> _ASSIGNMENT_
Here are some entries; quote each one exactly.

> _RECORDS FOR THE EXERCISE_
━━━━━━
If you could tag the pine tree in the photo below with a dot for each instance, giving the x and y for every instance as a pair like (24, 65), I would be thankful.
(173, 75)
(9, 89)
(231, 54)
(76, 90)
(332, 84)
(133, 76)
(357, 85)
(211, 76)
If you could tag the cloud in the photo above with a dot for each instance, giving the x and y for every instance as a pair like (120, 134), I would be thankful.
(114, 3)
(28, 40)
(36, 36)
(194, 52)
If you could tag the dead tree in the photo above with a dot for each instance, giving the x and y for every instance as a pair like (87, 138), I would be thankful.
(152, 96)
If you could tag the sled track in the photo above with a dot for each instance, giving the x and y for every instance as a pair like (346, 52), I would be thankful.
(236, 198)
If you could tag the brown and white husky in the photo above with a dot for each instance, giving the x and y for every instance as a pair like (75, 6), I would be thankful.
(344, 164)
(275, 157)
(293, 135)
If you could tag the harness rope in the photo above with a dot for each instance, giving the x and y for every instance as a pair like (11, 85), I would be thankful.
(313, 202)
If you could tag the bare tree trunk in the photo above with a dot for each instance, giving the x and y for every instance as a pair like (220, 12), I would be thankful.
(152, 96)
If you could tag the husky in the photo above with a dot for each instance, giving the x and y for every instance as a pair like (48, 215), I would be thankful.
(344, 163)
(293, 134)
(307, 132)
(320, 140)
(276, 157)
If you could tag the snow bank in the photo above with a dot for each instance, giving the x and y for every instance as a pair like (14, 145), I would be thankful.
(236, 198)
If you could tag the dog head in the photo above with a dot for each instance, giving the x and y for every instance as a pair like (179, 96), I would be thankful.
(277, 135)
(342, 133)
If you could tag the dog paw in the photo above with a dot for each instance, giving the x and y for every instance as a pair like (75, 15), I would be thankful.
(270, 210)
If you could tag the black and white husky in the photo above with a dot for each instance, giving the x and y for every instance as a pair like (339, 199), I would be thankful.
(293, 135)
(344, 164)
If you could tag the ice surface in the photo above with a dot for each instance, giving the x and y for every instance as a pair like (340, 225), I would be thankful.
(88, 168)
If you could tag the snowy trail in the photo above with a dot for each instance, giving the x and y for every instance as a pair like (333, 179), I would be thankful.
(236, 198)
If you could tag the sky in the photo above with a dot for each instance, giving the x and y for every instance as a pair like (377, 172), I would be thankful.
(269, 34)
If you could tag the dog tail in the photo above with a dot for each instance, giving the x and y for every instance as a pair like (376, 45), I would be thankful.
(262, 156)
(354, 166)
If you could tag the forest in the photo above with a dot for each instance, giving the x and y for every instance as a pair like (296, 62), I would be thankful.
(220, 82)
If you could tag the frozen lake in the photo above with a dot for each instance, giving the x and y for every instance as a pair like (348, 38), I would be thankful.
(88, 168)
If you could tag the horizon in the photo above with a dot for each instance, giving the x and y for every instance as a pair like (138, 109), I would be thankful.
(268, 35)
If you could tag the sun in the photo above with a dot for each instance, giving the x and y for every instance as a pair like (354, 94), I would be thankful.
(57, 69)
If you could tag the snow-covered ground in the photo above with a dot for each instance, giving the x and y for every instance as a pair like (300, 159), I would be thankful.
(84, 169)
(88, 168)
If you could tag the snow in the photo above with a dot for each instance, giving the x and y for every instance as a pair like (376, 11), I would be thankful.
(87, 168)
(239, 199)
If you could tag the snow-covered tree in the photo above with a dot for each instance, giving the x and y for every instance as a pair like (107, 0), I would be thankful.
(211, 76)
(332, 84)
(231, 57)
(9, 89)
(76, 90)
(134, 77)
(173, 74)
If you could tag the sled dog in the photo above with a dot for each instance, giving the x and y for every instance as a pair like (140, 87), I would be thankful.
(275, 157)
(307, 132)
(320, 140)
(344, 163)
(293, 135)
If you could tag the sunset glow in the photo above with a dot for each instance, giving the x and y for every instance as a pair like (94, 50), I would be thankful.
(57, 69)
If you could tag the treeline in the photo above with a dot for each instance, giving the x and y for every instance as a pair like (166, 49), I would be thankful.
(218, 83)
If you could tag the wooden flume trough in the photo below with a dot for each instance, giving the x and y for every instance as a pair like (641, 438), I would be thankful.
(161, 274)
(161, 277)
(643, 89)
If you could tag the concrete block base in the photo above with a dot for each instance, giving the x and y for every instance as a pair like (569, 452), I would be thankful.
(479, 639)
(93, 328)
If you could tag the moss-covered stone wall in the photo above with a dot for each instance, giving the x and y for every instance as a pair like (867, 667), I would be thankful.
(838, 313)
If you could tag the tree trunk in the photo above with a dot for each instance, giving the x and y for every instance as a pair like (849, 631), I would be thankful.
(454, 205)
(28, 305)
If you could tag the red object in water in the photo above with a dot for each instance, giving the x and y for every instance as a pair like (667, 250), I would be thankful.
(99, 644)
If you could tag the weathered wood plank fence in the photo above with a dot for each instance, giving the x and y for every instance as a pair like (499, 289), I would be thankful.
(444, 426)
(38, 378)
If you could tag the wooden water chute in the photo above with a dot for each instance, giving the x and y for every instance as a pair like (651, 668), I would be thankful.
━━━━━━
> _ANSWER SPACE_
If you could tag the pine tree in the photo below with a dot for each instance, giving the x and y for every instance as a pair like (24, 65), I would be thankful.
(173, 75)
(9, 89)
(231, 54)
(76, 90)
(332, 84)
(133, 76)
(357, 85)
(211, 76)
If you could tag the cloud in the photo above with a dot for each instance, giving the x and y for every instance as a pair like (120, 134), I would be thankful.
(114, 3)
(28, 40)
(36, 36)
(194, 52)
If you could tag the dead tree in the photo above with a dot for each instance, giving the x and y for every instance as a pair like (87, 138), I would be thankful.
(152, 96)
If you could tag the sled track in the photo above with a dot for each instance, giving the x and y for every instance as a pair like (346, 52), I would be thankful.
(236, 198)
If you could tag the brown and white husky in the photo above with a dot for each instance, giving the x and y for every instance as a pair like (75, 6), I would be thankful.
(344, 164)
(275, 157)
(293, 135)
If you could tag the harness rope in the photo above with a dot for each instance, giving the x and y for every instance as a pair like (11, 85), I would be thankful.
(313, 202)
If you could tag the bare tree trunk in the photo above with a dot for each instance, giving the x and y for every instance as a pair like (220, 12), I would be thankful.
(152, 96)
If you could tag the husky in the photo above with a dot for each instance, giving the x and y for every instance as a pair like (48, 215), I would be thankful.
(344, 163)
(293, 134)
(307, 132)
(320, 140)
(276, 157)
If you could tag the snow bank in the photo above with a dot for each instance, giving the x and y for every instance as a pair like (14, 145), I would be thankful.
(236, 198)
If you could tag the dog head in the photo above with a dot for each instance, giving the x and y for every instance as a pair like (179, 96), I would be thankful.
(277, 135)
(342, 133)
If you could tag the dog paw in the photo above with a dot for each instance, giving the x and y for every instance as a pair like (75, 15), I would be thankful.
(270, 210)
If you could tag the black and white husky in the photo above with a dot for each instance, giving the x and y for every instance as a pair like (339, 199), I would be thankful.
(293, 135)
(344, 164)
If you could tag the ice surface in the photo above with a dot for each instance, giving the x and y for every instance as a pair like (340, 225), I would be thankful.
(88, 168)
If you could tag the snowy trail in the photo above with a dot for each instance, giving the x and y for every instance as a pair like (333, 179), I would be thankful.
(236, 198)
If you could tag the sky in the photo above with a dot for each instance, giving the x and y for every instance as a pair like (377, 172), I would be thankful.
(269, 34)
If you could tag the dog tail in the photo above with a dot for each instance, giving the x and y for every instance as a pair like (376, 45), I would be thankful.
(262, 156)
(354, 166)
If you could tag the forest in the photo above with a dot for each instance, giving the x and y for every instance as a pair like (296, 62), I would be thankful.
(220, 82)
If you could tag the frozen lake in the photo above with a dot for each instance, giving the x and y for every instance as a pair like (348, 38), I would be thankful.
(88, 168)
If you could tag the horizon in the photo above with a dot for each instance, giving the x and y for every instance as a pair like (138, 109), I would be thankful.
(268, 35)
If you could tag the sun in the photo above with a dot for each instance, giving the x and y for every instance as a pair like (354, 94), I would be thankful.
(57, 69)
If you could tag the snow-covered ground in the photo above with a dot for each instance, giving the x and y for every instance as a pair like (300, 159), I would be thankful.
(84, 169)
(88, 168)
If you could tag the snow in the photo above with a dot for each instance, giving the x and y for every instance as a pair like (376, 11), I would be thankful.
(87, 168)
(239, 199)
If you could tag the snow-covered tree in the photo above with a dot for each instance, giving the x and y for every instance as a pair like (107, 0), I would be thankful.
(211, 76)
(332, 84)
(231, 57)
(9, 89)
(76, 90)
(134, 77)
(173, 74)
If you could tag the sled dog in the photo above with a dot for each instance, giving the x and y for every instance as a pair like (140, 87), I would be thankful.
(275, 157)
(307, 132)
(320, 140)
(344, 163)
(293, 135)
If you could tag the sunset glow in the photo above with a dot for each instance, giving the x and y for every instance as a pair like (94, 50), I would be thankful.
(57, 69)
If you could tag the treeline in the photo above with a dot for each instance, giving the x and y for every instance as a pair like (166, 49), I would be thankful.
(218, 83)
If you could tag the wooden flume trough in the photo below with a dot for each instance, giving the x and y for every instance as a pair like (641, 438), I would be thankful.
(161, 274)
(161, 277)
(643, 89)
If you could tag the concrete block base in the photo above with a dot for each instance, giving the x and y for every instance as a pair like (569, 452), I would be thankful.
(479, 639)
(93, 328)
If you could tag the moss-covered stone wall in the photo above with a dot for each instance, giving the x and y for every instance as a pair like (867, 667), I would be thankful.
(838, 313)
If you could tag the tree trunk in the photo above with a dot for each instance, giving the x and y for every instance as a pair like (849, 631), I would be thankful.
(454, 205)
(28, 305)
If you could tag the red object in water in the photo above with a dot for each instance, giving the x and y for every instance as a pair like (667, 250), I would be thankful.
(99, 644)
If you could tag the weathered wood plank fence in the photo above with a dot for each instance, giving the x and y for every instance as a pair like (499, 289), I would be thankful.
(444, 426)
(38, 378)
If you could tag the wooden water chute in the photo above with a dot for each instance, giving the x and y for every instance as a pair like (651, 668), I would be thankful.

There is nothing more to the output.